#### EXERCISE AIM:
Scan the records beneath this line for the line holding "Exercise. Put one point on each instance of the pink" and the line holding "like (86, 536).", then transcribe exactly those two and all lines between.

#### DATA UNDER STUDY:
--

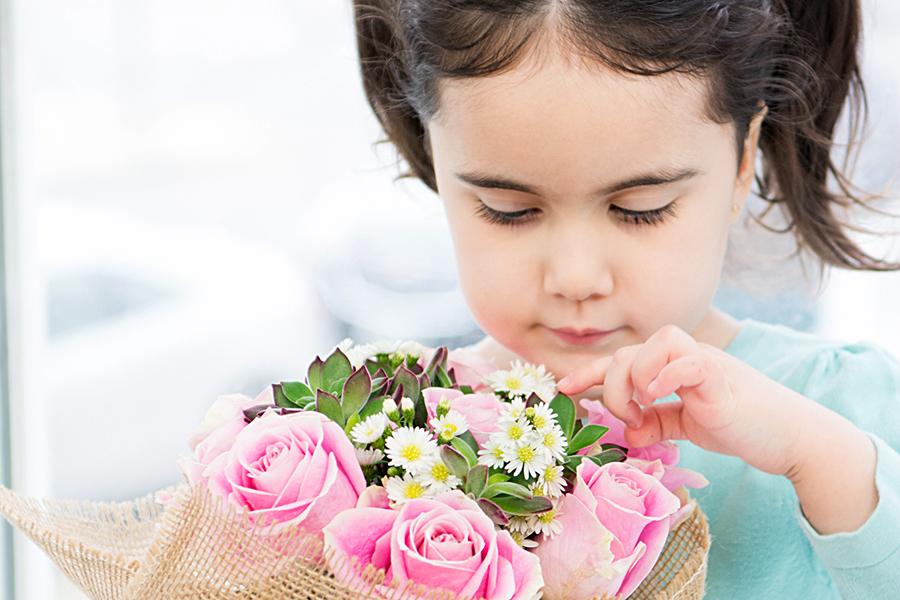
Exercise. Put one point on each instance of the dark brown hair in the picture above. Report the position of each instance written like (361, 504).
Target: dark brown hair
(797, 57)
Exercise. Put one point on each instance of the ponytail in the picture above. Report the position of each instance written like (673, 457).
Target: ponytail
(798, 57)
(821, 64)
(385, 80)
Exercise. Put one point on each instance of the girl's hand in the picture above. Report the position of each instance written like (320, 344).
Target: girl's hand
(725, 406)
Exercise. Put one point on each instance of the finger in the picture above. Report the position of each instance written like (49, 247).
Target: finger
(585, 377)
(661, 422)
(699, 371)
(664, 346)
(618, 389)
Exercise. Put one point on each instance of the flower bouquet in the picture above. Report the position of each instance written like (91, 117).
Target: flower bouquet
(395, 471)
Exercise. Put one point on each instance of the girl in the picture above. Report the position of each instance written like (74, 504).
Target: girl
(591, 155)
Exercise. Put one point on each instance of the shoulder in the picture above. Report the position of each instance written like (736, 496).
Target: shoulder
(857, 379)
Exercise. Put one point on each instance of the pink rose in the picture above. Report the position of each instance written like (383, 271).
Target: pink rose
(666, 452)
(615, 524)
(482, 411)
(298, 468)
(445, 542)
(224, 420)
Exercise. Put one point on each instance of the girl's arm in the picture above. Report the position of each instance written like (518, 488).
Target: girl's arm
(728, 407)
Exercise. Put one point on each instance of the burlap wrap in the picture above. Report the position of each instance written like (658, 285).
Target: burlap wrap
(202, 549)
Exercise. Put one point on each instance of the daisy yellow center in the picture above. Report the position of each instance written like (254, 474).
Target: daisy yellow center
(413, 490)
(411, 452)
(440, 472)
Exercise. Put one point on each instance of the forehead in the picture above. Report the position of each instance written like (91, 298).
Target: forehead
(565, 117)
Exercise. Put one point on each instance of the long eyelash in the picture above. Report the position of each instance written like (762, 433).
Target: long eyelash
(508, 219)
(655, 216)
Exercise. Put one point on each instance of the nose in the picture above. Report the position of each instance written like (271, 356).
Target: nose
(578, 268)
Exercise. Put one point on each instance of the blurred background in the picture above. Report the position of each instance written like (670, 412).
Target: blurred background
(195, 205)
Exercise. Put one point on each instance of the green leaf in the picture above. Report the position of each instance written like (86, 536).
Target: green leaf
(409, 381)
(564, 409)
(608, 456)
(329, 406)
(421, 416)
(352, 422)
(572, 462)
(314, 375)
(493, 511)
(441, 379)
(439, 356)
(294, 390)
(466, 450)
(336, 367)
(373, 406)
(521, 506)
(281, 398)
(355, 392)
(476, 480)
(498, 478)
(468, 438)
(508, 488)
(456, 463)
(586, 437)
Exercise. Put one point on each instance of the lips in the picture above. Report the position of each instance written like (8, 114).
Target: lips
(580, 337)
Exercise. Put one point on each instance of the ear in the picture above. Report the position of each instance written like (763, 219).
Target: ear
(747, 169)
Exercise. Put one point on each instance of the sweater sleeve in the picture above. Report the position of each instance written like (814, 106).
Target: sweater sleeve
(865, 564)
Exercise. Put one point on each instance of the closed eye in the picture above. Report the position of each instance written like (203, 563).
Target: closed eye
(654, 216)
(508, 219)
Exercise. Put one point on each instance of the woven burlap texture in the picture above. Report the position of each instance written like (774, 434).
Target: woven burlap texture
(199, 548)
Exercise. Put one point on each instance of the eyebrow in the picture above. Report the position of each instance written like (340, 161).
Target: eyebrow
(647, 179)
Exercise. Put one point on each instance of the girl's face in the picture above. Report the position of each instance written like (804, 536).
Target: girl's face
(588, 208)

--

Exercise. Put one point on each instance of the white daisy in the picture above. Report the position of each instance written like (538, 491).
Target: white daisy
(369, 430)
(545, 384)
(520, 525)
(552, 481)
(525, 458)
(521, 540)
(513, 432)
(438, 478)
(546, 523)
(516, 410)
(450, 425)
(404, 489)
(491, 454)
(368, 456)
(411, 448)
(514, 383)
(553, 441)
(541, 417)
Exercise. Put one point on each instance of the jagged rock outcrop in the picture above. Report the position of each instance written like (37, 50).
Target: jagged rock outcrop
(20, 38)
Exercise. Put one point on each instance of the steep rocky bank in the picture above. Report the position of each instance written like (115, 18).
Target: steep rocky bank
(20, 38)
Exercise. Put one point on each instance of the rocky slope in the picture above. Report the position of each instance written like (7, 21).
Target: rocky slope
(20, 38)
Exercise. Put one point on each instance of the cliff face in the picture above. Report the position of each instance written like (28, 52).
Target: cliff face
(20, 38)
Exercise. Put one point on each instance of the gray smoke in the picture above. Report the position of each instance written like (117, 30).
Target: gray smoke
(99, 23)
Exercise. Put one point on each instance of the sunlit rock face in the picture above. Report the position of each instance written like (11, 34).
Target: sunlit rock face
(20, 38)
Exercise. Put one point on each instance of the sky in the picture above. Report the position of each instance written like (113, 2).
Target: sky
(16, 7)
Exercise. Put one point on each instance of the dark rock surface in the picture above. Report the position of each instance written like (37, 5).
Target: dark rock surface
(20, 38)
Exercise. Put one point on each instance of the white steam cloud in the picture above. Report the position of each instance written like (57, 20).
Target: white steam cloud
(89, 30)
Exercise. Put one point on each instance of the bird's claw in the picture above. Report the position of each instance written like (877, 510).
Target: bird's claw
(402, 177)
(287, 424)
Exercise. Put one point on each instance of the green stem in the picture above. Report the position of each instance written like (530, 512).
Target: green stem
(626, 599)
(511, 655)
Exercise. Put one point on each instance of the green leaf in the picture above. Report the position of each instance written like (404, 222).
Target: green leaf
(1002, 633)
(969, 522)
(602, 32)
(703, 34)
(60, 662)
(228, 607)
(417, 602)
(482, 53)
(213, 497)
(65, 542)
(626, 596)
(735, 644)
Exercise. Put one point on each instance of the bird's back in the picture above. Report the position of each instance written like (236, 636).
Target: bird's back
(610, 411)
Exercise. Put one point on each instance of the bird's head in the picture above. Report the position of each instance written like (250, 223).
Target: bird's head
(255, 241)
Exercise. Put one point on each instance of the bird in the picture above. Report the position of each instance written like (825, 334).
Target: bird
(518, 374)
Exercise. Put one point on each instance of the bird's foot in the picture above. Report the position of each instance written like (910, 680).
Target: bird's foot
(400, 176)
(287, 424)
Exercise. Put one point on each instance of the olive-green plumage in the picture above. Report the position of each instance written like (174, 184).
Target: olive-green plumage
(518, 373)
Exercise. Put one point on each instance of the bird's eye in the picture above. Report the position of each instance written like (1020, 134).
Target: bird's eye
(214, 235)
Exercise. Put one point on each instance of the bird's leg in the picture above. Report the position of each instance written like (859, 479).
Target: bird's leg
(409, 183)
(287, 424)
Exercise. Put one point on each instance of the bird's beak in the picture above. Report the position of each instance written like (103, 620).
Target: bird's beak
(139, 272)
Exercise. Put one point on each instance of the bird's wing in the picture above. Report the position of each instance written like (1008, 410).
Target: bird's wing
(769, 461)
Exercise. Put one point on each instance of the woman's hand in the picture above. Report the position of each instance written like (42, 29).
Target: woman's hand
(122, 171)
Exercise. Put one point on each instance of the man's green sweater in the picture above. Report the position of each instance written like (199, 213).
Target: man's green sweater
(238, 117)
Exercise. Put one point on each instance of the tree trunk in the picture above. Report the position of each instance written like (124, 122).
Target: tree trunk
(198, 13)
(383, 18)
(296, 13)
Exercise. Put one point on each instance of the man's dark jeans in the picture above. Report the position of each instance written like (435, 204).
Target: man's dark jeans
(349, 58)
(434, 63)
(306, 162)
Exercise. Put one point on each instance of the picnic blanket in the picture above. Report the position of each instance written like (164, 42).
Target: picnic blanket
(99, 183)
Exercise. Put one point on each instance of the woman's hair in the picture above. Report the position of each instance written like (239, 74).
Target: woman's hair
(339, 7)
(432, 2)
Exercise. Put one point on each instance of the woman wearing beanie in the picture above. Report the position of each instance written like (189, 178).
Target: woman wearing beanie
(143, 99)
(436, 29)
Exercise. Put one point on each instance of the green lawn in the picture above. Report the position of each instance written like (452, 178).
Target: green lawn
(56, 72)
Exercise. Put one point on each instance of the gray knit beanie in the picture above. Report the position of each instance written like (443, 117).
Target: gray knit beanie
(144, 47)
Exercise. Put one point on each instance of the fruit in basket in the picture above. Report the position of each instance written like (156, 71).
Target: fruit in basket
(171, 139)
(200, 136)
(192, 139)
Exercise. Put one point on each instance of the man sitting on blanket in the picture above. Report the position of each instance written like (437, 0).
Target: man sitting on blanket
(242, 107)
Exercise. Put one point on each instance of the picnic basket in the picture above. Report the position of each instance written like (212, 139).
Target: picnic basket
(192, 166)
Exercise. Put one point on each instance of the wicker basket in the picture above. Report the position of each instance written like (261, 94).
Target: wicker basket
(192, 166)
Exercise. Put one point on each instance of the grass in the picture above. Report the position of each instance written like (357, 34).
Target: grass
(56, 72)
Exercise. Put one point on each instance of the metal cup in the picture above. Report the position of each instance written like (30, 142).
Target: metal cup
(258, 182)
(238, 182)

--

#### YOUR SOLUTION:
Exercise. Put one point on each instance of the pink rose in the picture above. Report the position of each instance written like (383, 271).
Target: pink rose
(666, 452)
(615, 524)
(482, 411)
(298, 468)
(445, 542)
(224, 420)
Exercise. Put one point on each instance of the girl's arm in the picture above. Report the position of each instance written like (518, 488).
Target: girl's arm
(728, 407)
Exercise. Put one point on each instance of the burlap wrap in the picture above. Report the position of each instance written like (658, 285).
Target: burlap wrap
(202, 549)
Exercise. Put one point on each instance of the daisy yellow center in the picture above. Report the position of each instance written like (254, 474).
Target: daisy yellow center
(413, 490)
(411, 452)
(440, 472)
Exercise. Put one point on each instance of the forehead in the picture above. Report the position of each instance written like (91, 298).
Target: forehead
(565, 117)
Exercise. Put one point on each instance of the long eyelash in the picture above. Report the position of each instance written like (762, 433).
Target: long eyelash
(508, 219)
(655, 216)
Exercise. Put one point on each instance of the nose in the picture above. Report the position of each instance written like (271, 356).
Target: nose
(578, 268)
Exercise. Put one point on each instance of the blurred background in the picture above. Report the position of each instance written like (670, 412).
Target: blurred background
(195, 205)
Exercise. Put one point on each instance of the green leaf in the picture above. Report the position of each instance written like (86, 536).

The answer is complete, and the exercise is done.